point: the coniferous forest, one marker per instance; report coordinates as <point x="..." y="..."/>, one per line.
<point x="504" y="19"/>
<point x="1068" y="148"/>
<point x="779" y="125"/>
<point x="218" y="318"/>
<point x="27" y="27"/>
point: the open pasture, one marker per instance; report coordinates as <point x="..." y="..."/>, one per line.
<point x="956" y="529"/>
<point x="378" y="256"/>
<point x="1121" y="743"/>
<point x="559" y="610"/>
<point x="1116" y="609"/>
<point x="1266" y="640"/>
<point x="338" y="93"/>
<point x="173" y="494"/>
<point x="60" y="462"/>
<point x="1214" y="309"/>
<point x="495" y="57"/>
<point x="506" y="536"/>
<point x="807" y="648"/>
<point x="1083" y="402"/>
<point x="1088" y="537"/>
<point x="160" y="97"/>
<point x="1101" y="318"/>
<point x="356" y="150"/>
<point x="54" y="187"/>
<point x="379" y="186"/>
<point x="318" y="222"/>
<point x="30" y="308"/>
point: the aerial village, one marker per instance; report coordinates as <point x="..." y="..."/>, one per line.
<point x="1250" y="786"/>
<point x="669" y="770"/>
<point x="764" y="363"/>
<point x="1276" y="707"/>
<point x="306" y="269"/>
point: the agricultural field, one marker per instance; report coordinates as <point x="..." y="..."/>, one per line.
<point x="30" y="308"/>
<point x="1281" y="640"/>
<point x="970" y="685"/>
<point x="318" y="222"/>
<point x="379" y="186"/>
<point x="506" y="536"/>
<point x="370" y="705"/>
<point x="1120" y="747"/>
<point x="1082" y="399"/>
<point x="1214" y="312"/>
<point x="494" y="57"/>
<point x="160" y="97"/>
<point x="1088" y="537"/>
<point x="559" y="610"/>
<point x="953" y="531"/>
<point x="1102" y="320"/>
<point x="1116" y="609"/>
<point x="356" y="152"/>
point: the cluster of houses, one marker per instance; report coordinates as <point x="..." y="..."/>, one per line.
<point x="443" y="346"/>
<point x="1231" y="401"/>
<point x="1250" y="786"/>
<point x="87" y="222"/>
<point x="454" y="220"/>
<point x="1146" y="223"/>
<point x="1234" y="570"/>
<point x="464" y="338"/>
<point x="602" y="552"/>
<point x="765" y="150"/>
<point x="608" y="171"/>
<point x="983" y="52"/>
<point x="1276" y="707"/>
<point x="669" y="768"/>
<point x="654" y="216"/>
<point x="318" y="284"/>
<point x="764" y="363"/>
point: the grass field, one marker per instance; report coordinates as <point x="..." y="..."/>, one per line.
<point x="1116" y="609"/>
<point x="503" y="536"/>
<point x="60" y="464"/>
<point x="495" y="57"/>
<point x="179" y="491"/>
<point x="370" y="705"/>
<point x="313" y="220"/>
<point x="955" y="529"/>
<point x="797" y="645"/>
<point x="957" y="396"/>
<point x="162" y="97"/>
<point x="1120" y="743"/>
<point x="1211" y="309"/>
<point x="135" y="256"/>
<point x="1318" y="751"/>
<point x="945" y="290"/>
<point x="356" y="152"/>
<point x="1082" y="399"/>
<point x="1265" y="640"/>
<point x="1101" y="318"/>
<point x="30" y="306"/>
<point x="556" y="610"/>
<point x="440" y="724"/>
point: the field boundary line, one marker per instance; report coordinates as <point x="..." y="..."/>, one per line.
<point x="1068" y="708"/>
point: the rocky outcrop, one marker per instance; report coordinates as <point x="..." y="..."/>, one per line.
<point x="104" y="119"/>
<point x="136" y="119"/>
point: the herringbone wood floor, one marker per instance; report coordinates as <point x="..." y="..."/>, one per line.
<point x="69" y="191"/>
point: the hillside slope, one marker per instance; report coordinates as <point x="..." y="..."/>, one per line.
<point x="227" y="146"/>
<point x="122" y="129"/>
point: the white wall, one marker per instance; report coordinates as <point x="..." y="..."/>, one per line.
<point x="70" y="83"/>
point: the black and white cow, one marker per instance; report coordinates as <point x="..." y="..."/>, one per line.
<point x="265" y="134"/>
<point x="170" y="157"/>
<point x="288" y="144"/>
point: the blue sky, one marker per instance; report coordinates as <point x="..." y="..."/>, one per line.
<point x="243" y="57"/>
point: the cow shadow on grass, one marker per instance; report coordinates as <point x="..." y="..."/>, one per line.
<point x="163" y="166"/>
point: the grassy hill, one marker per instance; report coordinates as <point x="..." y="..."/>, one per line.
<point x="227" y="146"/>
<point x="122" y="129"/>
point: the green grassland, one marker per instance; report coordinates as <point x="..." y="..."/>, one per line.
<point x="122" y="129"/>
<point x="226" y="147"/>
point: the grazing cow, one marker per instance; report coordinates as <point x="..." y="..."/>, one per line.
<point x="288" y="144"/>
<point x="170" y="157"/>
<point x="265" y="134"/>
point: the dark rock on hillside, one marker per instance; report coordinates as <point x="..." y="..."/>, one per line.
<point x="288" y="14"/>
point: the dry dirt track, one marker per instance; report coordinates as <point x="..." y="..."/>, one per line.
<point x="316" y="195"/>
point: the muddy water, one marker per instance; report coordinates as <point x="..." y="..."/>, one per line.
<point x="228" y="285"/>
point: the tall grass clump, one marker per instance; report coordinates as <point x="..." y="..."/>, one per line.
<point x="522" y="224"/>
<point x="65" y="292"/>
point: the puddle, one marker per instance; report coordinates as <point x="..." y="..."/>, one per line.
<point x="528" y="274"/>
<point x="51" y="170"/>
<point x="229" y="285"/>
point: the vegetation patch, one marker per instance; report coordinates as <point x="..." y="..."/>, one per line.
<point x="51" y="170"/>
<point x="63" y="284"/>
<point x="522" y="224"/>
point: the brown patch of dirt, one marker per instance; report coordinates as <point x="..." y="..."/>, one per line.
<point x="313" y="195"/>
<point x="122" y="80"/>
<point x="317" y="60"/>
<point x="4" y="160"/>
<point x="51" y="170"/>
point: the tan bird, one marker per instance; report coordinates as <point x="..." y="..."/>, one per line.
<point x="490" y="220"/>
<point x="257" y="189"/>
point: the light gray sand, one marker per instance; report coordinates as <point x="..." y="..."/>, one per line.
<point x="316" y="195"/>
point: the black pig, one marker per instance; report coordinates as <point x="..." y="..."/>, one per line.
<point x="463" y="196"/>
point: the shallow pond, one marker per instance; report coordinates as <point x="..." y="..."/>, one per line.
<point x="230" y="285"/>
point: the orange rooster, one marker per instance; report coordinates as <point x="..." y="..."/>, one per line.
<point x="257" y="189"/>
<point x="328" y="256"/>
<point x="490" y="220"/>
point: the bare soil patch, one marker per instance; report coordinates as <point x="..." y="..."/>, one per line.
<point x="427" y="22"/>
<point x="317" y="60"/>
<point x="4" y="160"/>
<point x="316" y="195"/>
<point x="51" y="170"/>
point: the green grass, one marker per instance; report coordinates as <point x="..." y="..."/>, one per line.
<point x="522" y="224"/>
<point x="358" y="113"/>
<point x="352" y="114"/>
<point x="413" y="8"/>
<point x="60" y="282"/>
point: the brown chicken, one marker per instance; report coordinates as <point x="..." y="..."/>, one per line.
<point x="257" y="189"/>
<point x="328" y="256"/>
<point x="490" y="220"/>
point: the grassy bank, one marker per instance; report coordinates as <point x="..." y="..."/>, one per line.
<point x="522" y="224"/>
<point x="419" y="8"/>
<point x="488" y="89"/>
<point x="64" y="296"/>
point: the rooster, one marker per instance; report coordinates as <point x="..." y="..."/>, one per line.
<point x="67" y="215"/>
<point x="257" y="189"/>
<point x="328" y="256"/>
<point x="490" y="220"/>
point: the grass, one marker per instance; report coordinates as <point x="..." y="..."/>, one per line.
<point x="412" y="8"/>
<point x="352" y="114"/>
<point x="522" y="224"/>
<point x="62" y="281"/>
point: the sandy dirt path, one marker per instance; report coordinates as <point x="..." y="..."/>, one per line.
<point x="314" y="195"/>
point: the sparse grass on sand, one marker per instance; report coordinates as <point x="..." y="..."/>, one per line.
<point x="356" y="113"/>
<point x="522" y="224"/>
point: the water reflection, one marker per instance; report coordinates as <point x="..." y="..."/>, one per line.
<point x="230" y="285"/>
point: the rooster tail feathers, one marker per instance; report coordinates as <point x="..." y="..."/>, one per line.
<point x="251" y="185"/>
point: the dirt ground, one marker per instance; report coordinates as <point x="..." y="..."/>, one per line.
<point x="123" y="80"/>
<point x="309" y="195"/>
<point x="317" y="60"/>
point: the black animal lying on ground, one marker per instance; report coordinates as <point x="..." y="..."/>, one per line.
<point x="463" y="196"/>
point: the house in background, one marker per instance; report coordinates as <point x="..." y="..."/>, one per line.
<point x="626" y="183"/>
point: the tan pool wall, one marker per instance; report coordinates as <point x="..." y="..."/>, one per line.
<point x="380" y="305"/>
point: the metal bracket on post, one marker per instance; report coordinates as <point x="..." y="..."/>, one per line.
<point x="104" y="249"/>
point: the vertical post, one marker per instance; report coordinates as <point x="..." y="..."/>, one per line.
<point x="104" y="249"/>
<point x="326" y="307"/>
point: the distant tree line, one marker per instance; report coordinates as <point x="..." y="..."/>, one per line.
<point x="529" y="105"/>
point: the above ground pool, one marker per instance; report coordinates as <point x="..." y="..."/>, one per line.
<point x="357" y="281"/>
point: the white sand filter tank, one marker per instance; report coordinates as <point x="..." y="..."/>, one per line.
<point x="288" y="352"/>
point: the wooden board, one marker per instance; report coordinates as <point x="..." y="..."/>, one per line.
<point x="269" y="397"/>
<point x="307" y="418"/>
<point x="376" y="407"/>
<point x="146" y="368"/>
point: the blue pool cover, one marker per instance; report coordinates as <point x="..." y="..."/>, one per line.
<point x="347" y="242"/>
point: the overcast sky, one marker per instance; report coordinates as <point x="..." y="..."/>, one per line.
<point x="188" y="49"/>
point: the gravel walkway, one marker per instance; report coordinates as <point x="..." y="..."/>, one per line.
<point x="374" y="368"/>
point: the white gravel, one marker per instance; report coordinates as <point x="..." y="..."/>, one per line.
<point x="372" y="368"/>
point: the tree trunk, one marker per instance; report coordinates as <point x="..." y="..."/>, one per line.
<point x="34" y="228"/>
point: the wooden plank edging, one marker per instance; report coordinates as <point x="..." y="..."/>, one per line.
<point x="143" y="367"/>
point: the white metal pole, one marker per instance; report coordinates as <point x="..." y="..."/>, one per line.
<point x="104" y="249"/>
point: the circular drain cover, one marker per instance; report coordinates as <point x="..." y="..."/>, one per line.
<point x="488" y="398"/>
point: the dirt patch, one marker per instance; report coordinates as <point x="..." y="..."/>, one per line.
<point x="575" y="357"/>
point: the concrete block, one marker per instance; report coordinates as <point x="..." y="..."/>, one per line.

··········

STATED PROBLEM
Exactly reproduce the lines that run from the line with "point: the overcast" through the last line of the records, inclusive.

EXPECTED ANSWER
point: the overcast sky, one marker per instance; report coordinates as <point x="..." y="..."/>, one per line.
<point x="188" y="49"/>
point: the gravel walkway, one marker per instance; report coordinates as <point x="..." y="..."/>, one per line.
<point x="374" y="368"/>
point: the white gravel, one marker per instance; report coordinates as <point x="..." y="..."/>, one per line.
<point x="372" y="368"/>
point: the tree trunk, one marker per instance; report coordinates as <point x="..." y="..."/>, one per line.
<point x="34" y="228"/>
point: the wooden plank edging, one marker per instance; report coordinates as <point x="..." y="..."/>, one per line.
<point x="143" y="367"/>
point: the white metal pole, one marker per instance; report coordinates as <point x="..." y="..."/>, one per line.
<point x="104" y="249"/>
point: the circular drain cover, one marker per instance; report coordinates as <point x="..." y="..."/>, one per line.
<point x="488" y="398"/>
point: the dirt patch, one marker per instance; report coordinates as <point x="..." y="..."/>, one per line.
<point x="575" y="357"/>
point: the concrete block, one marker per instance; report coordinates as <point x="..." y="..."/>, one per line.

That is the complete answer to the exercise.